**TASK TO COMPLETE:** Show all lines of the listing that hold the word "soil".

*** DATA ***

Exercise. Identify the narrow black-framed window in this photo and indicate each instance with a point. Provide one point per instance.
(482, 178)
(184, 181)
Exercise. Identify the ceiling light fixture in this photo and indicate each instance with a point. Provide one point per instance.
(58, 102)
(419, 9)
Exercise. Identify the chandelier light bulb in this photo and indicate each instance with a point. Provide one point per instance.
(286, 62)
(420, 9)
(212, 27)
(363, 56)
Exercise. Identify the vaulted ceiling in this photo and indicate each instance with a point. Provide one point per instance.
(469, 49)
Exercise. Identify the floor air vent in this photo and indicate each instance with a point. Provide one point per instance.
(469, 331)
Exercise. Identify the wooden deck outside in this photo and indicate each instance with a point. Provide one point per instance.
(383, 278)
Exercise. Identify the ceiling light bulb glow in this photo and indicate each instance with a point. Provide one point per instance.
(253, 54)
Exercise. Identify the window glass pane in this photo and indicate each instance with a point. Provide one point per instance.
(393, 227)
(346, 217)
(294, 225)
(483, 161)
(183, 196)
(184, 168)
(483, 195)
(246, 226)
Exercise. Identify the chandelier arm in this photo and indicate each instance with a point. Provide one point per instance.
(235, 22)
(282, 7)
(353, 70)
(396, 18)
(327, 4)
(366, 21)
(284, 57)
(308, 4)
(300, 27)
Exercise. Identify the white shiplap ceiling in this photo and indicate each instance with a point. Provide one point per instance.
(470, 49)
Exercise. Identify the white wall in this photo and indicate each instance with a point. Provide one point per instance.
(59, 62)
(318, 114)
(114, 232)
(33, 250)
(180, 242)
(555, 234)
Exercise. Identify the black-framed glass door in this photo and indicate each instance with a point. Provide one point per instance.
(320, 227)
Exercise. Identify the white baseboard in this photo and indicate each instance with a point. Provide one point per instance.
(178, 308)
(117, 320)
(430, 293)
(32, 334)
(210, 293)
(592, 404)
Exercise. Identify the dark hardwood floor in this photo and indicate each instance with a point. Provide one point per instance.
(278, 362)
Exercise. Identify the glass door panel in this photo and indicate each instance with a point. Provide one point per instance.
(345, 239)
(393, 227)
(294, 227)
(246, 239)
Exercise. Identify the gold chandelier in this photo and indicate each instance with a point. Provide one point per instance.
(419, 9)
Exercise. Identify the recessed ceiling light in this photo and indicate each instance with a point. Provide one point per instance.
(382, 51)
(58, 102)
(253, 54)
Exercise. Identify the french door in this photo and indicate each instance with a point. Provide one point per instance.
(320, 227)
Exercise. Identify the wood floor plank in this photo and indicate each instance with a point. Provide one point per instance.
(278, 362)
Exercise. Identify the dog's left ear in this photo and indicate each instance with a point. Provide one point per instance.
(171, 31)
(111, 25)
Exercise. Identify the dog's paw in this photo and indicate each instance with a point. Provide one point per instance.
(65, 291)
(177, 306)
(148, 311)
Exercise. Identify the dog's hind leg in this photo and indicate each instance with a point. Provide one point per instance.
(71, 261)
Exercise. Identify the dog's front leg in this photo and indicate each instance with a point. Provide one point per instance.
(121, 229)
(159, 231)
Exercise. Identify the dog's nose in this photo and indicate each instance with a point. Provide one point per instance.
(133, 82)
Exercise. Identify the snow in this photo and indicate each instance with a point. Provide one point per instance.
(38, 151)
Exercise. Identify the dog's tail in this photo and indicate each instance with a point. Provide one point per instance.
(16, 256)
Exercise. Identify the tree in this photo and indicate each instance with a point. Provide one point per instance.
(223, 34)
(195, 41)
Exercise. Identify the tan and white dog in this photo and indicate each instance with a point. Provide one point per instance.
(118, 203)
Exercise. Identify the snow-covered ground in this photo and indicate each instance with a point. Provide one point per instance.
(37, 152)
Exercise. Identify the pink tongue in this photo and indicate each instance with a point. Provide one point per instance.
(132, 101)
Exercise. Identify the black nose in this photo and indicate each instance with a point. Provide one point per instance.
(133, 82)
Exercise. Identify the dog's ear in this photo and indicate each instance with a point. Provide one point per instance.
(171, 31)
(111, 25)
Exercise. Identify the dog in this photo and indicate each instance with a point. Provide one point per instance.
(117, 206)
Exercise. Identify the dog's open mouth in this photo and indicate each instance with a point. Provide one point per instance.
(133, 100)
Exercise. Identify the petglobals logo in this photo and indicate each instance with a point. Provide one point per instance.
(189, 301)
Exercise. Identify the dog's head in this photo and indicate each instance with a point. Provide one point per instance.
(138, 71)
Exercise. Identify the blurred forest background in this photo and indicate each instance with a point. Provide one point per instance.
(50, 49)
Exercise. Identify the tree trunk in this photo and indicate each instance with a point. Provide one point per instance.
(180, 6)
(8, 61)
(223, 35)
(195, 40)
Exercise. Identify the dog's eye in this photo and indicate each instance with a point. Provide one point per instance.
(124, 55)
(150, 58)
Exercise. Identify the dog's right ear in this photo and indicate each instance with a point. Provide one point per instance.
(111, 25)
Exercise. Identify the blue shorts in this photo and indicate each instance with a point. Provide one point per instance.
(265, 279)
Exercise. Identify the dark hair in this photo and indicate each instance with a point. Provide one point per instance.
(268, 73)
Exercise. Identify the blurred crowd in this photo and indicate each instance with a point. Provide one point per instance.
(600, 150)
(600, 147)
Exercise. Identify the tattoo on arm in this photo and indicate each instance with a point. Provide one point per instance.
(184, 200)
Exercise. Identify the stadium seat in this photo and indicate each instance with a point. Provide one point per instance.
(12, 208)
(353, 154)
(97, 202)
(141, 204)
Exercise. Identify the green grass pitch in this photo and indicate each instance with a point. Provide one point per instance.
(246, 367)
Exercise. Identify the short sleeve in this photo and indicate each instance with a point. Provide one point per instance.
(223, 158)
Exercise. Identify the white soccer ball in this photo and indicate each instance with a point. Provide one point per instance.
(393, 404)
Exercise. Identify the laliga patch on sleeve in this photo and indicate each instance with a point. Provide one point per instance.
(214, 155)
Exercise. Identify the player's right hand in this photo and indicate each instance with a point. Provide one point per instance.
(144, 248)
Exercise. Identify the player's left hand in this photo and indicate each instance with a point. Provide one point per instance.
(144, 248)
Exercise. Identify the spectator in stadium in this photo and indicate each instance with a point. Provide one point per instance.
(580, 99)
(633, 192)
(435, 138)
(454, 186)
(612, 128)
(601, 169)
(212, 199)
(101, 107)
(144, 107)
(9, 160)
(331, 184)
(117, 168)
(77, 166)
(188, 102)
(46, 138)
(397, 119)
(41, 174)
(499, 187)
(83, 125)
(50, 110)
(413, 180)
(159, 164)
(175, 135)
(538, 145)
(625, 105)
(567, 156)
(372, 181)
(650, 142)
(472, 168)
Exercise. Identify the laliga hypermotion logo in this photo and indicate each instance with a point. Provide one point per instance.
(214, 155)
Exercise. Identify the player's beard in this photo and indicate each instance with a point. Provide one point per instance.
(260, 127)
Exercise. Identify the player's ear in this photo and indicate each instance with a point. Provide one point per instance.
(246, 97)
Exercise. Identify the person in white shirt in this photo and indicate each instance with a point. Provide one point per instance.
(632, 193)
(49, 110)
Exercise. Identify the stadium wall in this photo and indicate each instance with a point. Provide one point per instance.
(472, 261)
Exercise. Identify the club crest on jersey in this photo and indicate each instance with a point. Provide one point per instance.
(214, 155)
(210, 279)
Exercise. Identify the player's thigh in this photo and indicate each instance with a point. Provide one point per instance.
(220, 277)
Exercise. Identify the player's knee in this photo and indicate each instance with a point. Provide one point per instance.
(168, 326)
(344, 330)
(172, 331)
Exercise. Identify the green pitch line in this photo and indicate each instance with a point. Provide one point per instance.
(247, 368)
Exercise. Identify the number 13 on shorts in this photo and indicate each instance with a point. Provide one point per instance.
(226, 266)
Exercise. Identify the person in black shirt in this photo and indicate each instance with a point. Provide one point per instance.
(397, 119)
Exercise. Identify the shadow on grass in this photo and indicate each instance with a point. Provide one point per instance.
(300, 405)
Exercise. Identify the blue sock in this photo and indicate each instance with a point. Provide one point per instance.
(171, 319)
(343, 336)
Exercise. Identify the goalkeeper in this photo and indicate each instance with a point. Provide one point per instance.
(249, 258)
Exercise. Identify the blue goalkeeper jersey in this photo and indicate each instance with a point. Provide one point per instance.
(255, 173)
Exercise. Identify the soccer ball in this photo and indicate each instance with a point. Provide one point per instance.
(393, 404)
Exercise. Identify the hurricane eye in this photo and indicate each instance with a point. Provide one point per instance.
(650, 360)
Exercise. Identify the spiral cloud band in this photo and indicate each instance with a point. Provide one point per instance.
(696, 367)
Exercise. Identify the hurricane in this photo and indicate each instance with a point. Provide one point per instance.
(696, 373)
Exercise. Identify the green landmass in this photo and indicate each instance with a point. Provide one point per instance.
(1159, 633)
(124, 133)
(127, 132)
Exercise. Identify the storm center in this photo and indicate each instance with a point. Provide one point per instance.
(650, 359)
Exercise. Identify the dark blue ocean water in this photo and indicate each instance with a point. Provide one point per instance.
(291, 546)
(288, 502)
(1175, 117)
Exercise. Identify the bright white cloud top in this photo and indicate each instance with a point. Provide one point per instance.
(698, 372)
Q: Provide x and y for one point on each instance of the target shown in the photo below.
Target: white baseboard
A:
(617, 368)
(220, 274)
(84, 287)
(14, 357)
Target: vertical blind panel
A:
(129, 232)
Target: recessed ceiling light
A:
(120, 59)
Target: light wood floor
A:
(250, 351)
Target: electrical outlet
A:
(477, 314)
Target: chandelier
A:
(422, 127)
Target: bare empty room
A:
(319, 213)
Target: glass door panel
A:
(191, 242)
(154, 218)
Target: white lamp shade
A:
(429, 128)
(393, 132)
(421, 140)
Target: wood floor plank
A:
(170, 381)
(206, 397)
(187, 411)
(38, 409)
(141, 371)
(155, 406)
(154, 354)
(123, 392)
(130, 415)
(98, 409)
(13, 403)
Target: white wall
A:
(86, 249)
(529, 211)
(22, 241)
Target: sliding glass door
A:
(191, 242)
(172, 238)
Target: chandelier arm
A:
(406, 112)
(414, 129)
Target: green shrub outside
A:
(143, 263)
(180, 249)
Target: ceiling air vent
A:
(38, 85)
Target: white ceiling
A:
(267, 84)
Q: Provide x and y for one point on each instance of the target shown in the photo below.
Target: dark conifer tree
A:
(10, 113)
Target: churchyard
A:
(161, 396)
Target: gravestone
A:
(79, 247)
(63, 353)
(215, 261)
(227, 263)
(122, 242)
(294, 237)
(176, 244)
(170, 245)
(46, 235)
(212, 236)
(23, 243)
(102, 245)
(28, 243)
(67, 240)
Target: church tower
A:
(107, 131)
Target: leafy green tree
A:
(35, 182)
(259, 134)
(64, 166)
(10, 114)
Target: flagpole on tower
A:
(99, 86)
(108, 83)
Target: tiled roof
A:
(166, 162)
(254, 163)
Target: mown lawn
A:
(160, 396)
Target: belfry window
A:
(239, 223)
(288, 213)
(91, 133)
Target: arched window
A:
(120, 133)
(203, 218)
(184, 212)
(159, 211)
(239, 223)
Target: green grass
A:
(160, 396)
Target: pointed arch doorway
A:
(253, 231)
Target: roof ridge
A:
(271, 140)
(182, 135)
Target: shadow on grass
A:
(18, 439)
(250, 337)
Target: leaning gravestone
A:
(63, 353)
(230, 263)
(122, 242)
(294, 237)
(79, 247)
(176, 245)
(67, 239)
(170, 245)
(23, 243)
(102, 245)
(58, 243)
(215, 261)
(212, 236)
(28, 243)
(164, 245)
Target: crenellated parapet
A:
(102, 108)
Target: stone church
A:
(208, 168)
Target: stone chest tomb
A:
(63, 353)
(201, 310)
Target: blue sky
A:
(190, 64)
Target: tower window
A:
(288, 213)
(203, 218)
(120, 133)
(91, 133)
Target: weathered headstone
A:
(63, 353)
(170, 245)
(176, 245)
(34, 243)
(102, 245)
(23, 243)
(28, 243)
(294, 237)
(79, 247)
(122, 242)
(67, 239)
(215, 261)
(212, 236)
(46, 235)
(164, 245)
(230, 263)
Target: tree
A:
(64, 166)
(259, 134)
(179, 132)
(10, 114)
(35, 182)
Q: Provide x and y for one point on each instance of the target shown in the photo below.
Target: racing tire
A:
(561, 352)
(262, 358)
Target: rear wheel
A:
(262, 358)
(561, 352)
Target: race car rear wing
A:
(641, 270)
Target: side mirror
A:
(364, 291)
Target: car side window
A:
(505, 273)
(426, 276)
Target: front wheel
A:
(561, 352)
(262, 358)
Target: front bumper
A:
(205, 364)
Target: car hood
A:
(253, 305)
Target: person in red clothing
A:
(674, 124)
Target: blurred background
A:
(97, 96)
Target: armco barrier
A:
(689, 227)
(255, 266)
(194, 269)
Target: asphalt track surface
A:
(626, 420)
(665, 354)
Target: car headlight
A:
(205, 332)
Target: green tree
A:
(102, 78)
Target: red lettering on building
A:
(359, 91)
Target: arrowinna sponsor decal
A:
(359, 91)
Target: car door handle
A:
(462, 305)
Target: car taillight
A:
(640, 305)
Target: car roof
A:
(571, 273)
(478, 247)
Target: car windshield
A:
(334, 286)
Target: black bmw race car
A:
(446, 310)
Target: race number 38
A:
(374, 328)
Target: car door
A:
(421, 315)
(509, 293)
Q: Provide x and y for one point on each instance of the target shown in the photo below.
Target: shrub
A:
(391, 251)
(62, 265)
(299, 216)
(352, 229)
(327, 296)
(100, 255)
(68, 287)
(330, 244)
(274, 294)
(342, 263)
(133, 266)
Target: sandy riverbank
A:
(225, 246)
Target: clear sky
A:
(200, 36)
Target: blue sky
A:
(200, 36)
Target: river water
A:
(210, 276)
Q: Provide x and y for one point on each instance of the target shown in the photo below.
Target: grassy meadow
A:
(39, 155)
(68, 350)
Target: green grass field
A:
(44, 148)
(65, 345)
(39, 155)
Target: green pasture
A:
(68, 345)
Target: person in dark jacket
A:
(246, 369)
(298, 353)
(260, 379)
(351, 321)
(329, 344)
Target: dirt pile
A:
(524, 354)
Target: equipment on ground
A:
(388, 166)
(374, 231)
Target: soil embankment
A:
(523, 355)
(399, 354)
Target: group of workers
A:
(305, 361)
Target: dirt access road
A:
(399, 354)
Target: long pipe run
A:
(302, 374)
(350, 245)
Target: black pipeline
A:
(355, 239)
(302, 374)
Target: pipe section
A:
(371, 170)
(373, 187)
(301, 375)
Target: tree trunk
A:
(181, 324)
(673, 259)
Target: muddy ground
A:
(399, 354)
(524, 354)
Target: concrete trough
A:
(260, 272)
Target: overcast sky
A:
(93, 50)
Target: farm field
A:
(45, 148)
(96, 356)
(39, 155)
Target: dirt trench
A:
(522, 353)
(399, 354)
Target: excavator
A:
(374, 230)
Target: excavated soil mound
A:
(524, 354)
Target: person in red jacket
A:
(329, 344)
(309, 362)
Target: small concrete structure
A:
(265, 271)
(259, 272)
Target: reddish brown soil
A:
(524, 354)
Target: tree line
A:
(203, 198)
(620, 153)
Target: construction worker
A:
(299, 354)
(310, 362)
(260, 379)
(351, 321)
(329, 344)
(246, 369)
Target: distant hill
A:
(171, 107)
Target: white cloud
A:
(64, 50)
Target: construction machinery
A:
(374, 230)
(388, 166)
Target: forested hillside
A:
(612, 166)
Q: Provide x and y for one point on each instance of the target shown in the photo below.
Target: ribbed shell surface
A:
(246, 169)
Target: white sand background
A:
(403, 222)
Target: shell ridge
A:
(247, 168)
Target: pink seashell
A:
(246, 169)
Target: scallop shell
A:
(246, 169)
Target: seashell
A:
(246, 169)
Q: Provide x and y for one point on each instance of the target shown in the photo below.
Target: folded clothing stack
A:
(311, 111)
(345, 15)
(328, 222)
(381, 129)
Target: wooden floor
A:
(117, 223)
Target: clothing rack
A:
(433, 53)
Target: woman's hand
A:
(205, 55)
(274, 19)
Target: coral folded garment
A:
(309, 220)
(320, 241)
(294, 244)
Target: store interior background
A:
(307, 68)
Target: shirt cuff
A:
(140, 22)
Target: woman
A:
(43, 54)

*** End of DATA ***

**EXERCISE SOLUTION:**
Target: soil embankment
Target: excavated soil mound
Target: reddish brown soil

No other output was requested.